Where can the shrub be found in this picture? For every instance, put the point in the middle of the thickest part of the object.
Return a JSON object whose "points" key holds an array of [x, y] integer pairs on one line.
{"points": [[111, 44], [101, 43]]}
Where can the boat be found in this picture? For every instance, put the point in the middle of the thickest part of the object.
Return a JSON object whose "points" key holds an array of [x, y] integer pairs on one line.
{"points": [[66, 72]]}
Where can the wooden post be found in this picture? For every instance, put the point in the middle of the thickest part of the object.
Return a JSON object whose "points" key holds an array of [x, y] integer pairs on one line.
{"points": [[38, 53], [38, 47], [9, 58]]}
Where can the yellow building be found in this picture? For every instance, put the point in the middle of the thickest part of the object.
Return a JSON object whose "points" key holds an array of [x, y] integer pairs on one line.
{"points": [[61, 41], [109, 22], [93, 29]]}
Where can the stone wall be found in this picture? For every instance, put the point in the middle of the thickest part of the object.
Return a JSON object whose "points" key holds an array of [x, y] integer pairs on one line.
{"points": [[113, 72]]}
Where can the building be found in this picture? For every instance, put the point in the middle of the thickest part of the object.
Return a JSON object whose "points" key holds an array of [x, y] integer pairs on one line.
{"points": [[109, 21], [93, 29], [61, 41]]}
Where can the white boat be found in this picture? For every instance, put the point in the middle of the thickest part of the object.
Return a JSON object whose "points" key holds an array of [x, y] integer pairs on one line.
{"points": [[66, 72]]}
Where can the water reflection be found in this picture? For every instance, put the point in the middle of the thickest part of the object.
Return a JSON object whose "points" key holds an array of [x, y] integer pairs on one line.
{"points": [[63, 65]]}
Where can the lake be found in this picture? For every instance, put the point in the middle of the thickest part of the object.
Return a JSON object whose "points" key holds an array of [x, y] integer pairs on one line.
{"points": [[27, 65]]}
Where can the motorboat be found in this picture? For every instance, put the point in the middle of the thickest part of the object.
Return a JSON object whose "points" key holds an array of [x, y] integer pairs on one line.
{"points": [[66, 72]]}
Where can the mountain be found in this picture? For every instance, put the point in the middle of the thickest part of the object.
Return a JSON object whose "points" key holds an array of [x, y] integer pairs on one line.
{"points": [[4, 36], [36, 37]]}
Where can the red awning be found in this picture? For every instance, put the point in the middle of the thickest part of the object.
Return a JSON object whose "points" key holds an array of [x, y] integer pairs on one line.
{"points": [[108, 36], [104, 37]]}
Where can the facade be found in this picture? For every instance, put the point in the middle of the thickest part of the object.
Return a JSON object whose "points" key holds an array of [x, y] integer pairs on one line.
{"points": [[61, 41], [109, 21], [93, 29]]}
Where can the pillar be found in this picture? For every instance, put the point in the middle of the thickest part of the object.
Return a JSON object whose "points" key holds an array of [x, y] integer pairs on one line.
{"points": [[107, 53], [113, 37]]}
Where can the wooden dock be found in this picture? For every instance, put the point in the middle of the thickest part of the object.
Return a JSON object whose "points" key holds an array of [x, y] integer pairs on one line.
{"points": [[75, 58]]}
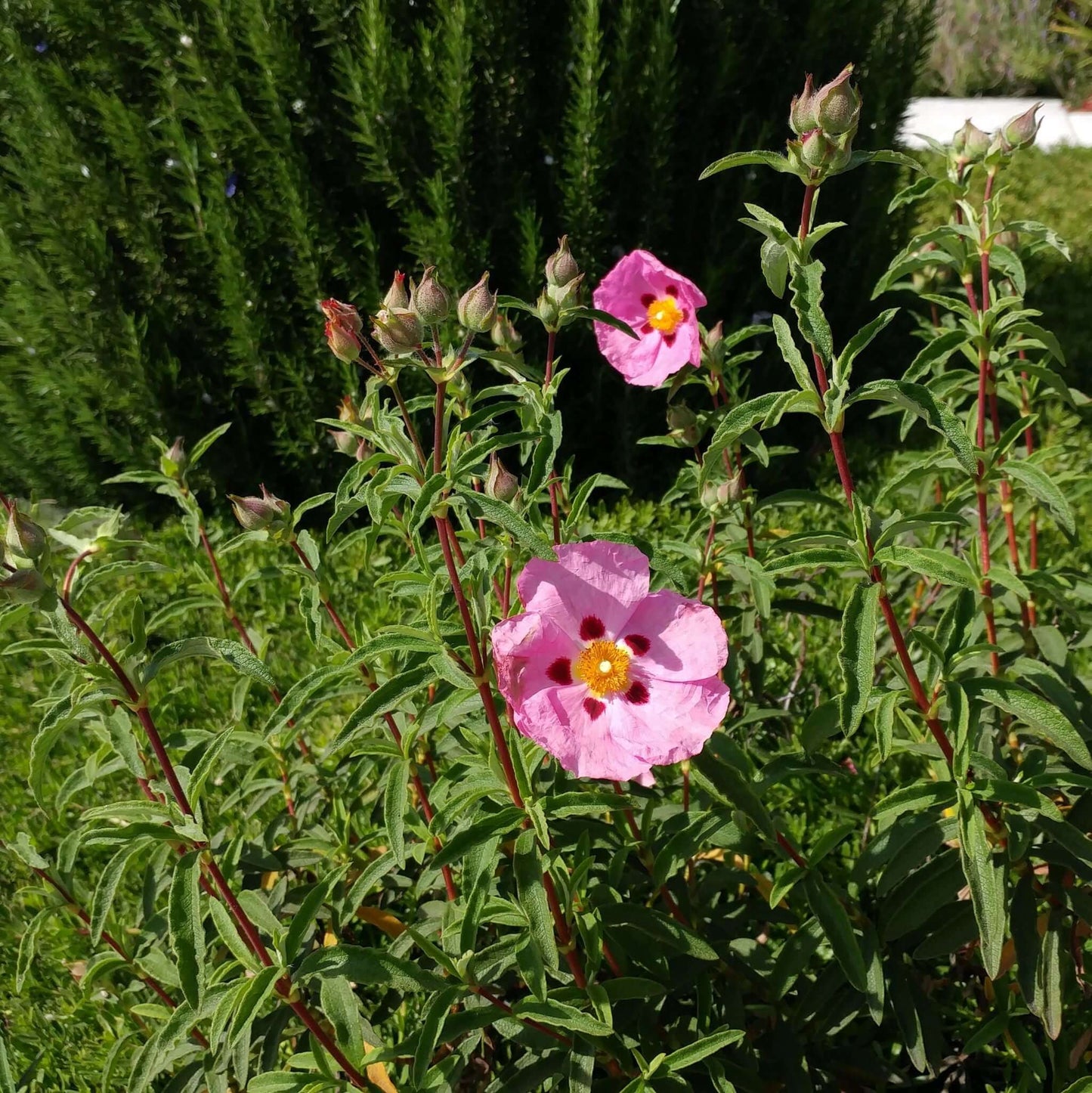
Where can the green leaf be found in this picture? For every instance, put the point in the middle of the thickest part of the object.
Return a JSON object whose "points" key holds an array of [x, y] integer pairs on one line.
{"points": [[26, 946], [775, 159], [1044, 489], [503, 515], [1043, 718], [936, 564], [702, 1048], [528, 868], [791, 355], [857, 654], [595, 315], [230, 652], [920, 401], [396, 794], [187, 934], [207, 441], [107, 887], [986, 880], [308, 909], [250, 1002], [807, 286], [832, 916]]}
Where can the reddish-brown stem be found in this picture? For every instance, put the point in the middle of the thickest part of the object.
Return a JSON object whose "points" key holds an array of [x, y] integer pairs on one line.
{"points": [[555, 516], [419, 786], [70, 574], [247, 930], [841, 460]]}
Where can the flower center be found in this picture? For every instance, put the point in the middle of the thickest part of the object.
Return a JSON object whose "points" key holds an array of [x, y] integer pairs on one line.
{"points": [[665, 314], [605, 667]]}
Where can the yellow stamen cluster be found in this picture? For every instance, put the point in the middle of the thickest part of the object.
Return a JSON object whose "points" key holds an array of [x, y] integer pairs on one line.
{"points": [[665, 314], [605, 667]]}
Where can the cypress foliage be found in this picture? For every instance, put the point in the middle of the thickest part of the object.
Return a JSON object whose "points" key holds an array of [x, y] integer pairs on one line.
{"points": [[183, 183]]}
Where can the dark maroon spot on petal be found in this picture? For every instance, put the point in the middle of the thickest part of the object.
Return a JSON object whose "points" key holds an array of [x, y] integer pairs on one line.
{"points": [[561, 671], [594, 708]]}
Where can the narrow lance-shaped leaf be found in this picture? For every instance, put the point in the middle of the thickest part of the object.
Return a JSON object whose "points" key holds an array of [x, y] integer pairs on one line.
{"points": [[857, 654]]}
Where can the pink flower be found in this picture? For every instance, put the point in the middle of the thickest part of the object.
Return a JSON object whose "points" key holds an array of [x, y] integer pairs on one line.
{"points": [[607, 678], [660, 306]]}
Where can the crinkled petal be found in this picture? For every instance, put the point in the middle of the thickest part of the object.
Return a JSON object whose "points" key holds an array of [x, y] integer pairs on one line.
{"points": [[687, 641], [600, 580], [525, 647]]}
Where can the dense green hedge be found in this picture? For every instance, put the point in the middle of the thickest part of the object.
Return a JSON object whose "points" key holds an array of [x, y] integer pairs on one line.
{"points": [[183, 183]]}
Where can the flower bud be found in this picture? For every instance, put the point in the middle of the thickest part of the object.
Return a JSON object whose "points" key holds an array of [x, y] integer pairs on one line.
{"points": [[505, 335], [430, 299], [501, 485], [970, 144], [23, 537], [23, 586], [478, 308], [348, 411], [260, 514], [803, 110], [345, 345], [561, 266], [397, 296], [345, 315], [1021, 130], [173, 461], [817, 151], [837, 105], [397, 329]]}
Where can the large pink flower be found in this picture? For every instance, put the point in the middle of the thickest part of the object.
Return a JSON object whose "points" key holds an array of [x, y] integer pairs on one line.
{"points": [[660, 305], [610, 679]]}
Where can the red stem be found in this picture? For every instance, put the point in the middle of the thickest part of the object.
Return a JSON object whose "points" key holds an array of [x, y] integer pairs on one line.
{"points": [[247, 930]]}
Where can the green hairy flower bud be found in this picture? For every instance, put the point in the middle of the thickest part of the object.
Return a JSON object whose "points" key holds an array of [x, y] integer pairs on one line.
{"points": [[267, 512], [23, 586], [173, 461], [561, 266], [23, 537], [430, 301], [501, 485], [803, 110], [1021, 130], [478, 308], [397, 329], [837, 105], [397, 296]]}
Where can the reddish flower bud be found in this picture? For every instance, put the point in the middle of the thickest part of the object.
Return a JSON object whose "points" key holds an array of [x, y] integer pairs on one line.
{"points": [[803, 110], [23, 537], [501, 485], [478, 308], [561, 266], [397, 329], [173, 461], [397, 296], [260, 514], [430, 301]]}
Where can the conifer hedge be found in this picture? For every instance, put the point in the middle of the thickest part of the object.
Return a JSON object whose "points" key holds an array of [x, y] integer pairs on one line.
{"points": [[181, 183]]}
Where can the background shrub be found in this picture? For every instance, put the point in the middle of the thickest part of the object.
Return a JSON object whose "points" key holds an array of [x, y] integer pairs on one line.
{"points": [[183, 183]]}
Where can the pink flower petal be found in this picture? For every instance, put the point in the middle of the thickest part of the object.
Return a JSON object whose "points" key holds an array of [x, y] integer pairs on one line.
{"points": [[687, 639], [598, 580]]}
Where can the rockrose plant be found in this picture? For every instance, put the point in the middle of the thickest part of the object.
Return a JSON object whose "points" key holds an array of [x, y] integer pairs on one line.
{"points": [[511, 788]]}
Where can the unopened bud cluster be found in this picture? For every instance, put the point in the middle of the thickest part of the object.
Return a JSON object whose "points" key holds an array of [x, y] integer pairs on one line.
{"points": [[825, 122], [971, 144]]}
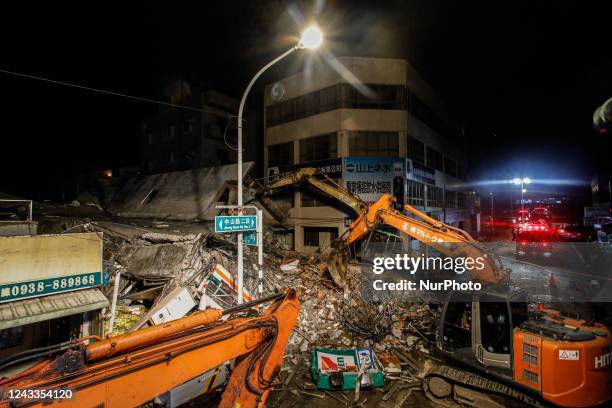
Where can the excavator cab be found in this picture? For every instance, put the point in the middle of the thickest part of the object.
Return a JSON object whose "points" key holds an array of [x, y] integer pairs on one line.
{"points": [[477, 328]]}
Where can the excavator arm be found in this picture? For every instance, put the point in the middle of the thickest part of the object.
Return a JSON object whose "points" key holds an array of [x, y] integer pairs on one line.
{"points": [[134, 368], [326, 185], [444, 238]]}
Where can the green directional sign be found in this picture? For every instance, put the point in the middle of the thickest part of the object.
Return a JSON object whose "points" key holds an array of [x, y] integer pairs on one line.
{"points": [[235, 223], [250, 238]]}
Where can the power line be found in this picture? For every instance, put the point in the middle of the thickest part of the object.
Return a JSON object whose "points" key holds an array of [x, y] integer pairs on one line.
{"points": [[137, 98]]}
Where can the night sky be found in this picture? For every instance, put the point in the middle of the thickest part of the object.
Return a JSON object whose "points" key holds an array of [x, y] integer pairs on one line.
{"points": [[521, 77]]}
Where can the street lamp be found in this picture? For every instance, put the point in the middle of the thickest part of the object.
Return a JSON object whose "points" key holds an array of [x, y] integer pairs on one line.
{"points": [[311, 39], [518, 181], [492, 227]]}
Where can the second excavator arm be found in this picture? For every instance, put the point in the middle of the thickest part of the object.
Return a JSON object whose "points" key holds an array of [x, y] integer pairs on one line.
{"points": [[444, 238], [326, 185], [133, 368]]}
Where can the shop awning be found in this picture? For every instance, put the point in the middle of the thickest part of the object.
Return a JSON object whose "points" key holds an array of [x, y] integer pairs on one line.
{"points": [[22, 312]]}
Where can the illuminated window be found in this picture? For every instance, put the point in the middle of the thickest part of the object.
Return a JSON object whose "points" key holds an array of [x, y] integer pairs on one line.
{"points": [[319, 148]]}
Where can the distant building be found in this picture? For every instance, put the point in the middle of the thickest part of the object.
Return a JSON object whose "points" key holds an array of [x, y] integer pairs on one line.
{"points": [[378, 128], [182, 139]]}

### Problem description:
Return only the number of lines above that include "excavator".

### Response area:
3